What this task involves:
Extract, word for word, the lines of the data starting at the line that contains "Put a point on every instance of the hooded" and ending at the final line of the data, with both of those lines included.

++++ Records for this task ++++

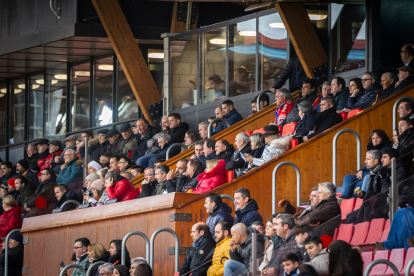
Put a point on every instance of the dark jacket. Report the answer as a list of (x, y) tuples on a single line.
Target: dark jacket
[(237, 160), (198, 259), (15, 260), (325, 120), (184, 183), (365, 100), (141, 147), (220, 213), (243, 253), (248, 214)]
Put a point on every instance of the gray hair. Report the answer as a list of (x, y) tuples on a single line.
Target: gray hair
[(243, 136), (284, 92), (286, 219), (328, 187), (305, 106), (108, 267)]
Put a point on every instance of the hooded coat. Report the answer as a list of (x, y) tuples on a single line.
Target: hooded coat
[(212, 179), (248, 214)]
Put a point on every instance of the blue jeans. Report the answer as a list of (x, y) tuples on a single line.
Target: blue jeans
[(143, 161), (234, 268)]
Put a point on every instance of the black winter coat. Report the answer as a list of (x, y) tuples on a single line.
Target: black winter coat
[(198, 260), (325, 120)]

++++

Solution for this problem:
Put a point on every instance of the hooded coat. Report the answer as a list of (x, y) tuples on a single line.
Target: hooded coat
[(212, 179), (248, 214)]
Put a point on every instance of the blue jeans. Report the answer as a list of (x, y) tuples on a single line.
Target: blue jeans
[(143, 161), (234, 268)]
Put a point on every instance of the black winter coat. Report the answer as a list of (x, y) tuples on a single line.
Target: black winter coat
[(198, 260), (325, 120)]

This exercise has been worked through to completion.